■ **DOCUMENT TEXT**
BG: He was asleep for four days solid. We threw a couple of parties, y’know, ‘Welcome home from the Giro, Jay’ parties and Kerri would turn up and say “Sorry – he’s been asleep all day, he’s still asleep, he can’t make it”
KM: Seriously, it kills him! He gets sick – not just tired, sick. You forget how much pressure it is on the body.
BG: Nic had a coach in Australia, Pat Jonker, who always said “If you’re walking, stand; if you’re standing, sit; if you’re sitting, lay down; if you’re laying down – go to sleep”. I think when you move in with someone it’s difficult to understand at first unless you’ve ridden professionally yourself. I’ll say to Nic “Ok, you’ve only been on a three hour ride today so let’s go walk the dog in the afternoon!” and he’s like “Errmm…No” To which I say “Yeah, but you’re not that tired, you only did three hours, not six!”. No. Not happening. Nic’s very good now- not so at first – with helping with housework, groceries, etcetera, but still very much abides by the whole ‘get home from training, eat, shower, eat, sleep, eat again’ – and then doesn’t move until he has to eat yet again! But, that’s the life we signed up for!
AR: Liz – being both a new mother and an ex-pro, do you perhaps have a level of empathy with the whole ‘baby crying in the night’ thing that maybe other new mothers may not have for their other halves?
LH: Oh, Andy didn’t get up once! I don’t think he’d wake up through a hurricane! But he’s not that precious really – OK, there’ll be times when he just needs to rest but we’ve always done stuff, he’s not that kind of guy who’s all “OK, I need to sit with my legs up, compression socks!”. I think they’re all different and it can be more of a mental response in some. Walking to the fridge is not really going to do that much when you’re so highly trained – a few footsteps of energy is nothing to you. I’m very grateful to Andy for that!
AR: What about their annoying habits then – leg hairs in the plughole?
KM: Hold on – who are we talking about now!? Actually, I make Jay shave his chest too…
BG: There needs to be two packets of razors in the house at all times: Pink packet and blue packet. And you do not touch the pink ones – ever! I don’t want to be going to use mine and finding it blunt!
LH: I’m a clean freak – but then Andy just goes and dumps his dirty kit on the floor! Sweaty, disgusting… euugh. Seriously, Andy, just throw it in the washing machine and I’ll handle it from there – I don’t wanna have to pick it up and put my hands in the ball sweat…
KM: Jay is the worst for just waking up at 3am: He’s waking up, he’s going downstairs, eating, he’s doing this, doing that, he’s staring at his bike… One time that always sticks in my mind is him coming back upstairs and saying “Babe, Kerri – where are the allen keys?” Seriously, like I ever use allen keys! It’s 4.15am! “But Babe, I can’t find them!” So I get up, walk downstairs and they are literally sat on the windowsill right next to his bike!

■ **MATERIAL PROVIDED**
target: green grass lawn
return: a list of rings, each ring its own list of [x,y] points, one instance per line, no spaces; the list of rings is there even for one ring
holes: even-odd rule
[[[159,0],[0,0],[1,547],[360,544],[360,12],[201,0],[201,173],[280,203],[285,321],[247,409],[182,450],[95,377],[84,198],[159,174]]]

■ **DIRECTIVE**
Retype the interview with the cyclists' partners between "AR: Liz – being" and "in the plughole?", inclusive, without changing a word.

■ **OUTPUT FOR THIS TASK**
AR: Liz – being both a new mother and an ex-pro, do you perhaps have a level of empathy with the whole ‘baby crying in the night’ thing that maybe other new mothers may not have for their other halves?
LH: Oh, Andy didn’t get up once! I don’t think he’d wake up through a hurricane! But he’s not that precious really – OK, there’ll be times when he just needs to rest but we’ve always done stuff, he’s not that kind of guy who’s all “OK, I need to sit with my legs up, compression socks!”. I think they’re all different and it can be more of a mental response in some. Walking to the fridge is not really going to do that much when you’re so highly trained – a few footsteps of energy is nothing to you. I’m very grateful to Andy for that!
AR: What about their annoying habits then – leg hairs in the plughole?